To do:
(1) Copy the stretch of the prostate cancer imaging text from "2. Warntjes JB, Leinhard" through "Reson Med. 2008;60(2):320-329." word for word.
(2) Answer these questions from the prostate cancer imaging text:
(a) How many castration-resistant prostate cancer patients does the study include?
(b) Which group showed very low PD values?
(c) What TE value was applied?

Excerpt:
____________________
Methods: This prospective study includes twenty-one castration-resistant prostate cancer patients. Diffusion-weighted Whole Body Imaging with Background Body Signal Suppression (DWIBS; 2:39 min/station) and SyMRI 3:47 min) were performed in all patients. A total of 68 detected foci of interest were classified into four groups; (1) active disease, (2) red bone marrow (RBM), (3) inactive disease without calcifications (Inactive C(-)), and (4) inactive disease with calcifications (Inactive C(+)), according to signal intensity on DWI,CT, out-of-phase signal loss, prostate specific antigen (PSA), and bone scintigraphy. A 1 cm-diameter region of interest (ROI) was randomly set in each focus of interest by two radiologists independently and corresponding T1, T2, and PD were calculated by dedicated SyMRI software. The differences in T1, T2, and PD values were then assessed among the four groups. Statistical analysis was conducted by Wilcoxon rank sum test and P=0.05 or less was considered significant. The correlations of T1, T2, and PD values between the readers were assessed by Spearman correlation analysis. Additionally, three-dimensional scatter plots were created to visualize the distribution of the values among the 4 groups.

Results: The number of included cases (lesions) in each group (active, RBM, Inactive C(-), and Inactive C(+)) were 12 (25), 7 (10), 10 (19), and 5 (14), respectively. Inter-observer analysis revealed excellent intraclass correlation coefficient for T1, T2, and PD (ρ = 0.72, 0.80, and 0.95, respectively). The difference in PD values among four groups is demonstrated in (Fig.1). The active disease group showed very high PD, and the Inactive C(+) group showed very low PD. Both Inactive C(-) and RBM showed medium values. Significant differences were noted among these three divisions. Regarding T1, a significant difference was noted in both readers only between active and RBM (p=0.0466, and 0.0090, for each reader), and active and Inactive C(-) (p=0.0080, and 0.0060, for each reader). A significant difference in T2 was noted only between active and Inactive C(+) (p=0.0098, and 0.0045, for each reader). Three-dimensional scatter plots (Fig.2 and 3) showed nice visualization of the difference described above. Fig.4 shows an example of a case with an inactive lesion with calcification, characterized by very low PD value. Fig.5 shows an example of a case with red bone marrow, characterized by medium PD value.

Discussion: Based on the results, we can distinguish active lesions from any other inactive or non-tumorous foci. Another impressive thing is that we can know the presence of calcification by SyMRI (without CT). Since the applied TE value was relatively not very low (13ms, shortest echo time among multi echoes), we should lose the signal from lesions with a very short T2. Therefore, the measured PD value may not be the absolute value. Nevertheless, the results encourage us to use visible PD map for the differentiation of active lesions from inactive lesions or red bone marrow, and this may be important for clinical use. Processing the data in a three-dimensional scatter plot may particularly be useful as a powerful visible tool to differentiate the different groups.

Conclusions: SyMRI may differentiate active/inactive lesions, calcifications, and red bone marrow in castration-resistant prostate cancer. The presence of calcifications can be recognized by low PD values.

Acknowledgements

References

1. Lecouvet FE, Talbot JN, Messiou C, et al. Monitoring the response of bone metastases to treatment with Magnetic Resonance Imaging and nuclear medicine techniques: a review and position statement by the European Organisation for Research and Treatment of Cancer imaging group. Eur J Cancer. 2014;50(15):2519-2531.

2. Warntjes JB, Leinhard OD, West J, et al. Rapid magnetic resonance quantification on the brain: Optimization for clinical usage. Magn Reson Med. 2008;60(2):320-329.
____________________
Given material:
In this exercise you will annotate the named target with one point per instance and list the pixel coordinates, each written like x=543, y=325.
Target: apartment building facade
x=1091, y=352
____________________
Task-by-task answers:
(1)
2. Warntjes JB, Leinhard OD, West J, et al. Rapid magnetic resonance quantification on the brain: Optimization for clinical usage. Magn Reson Med. 2008;60(2):320-329.

(2)
(a) Twenty-one.
(b) The Inactive C(+) group (inactive disease with calcifications).
(c) 13ms, the shortest echo time among the multi echoes.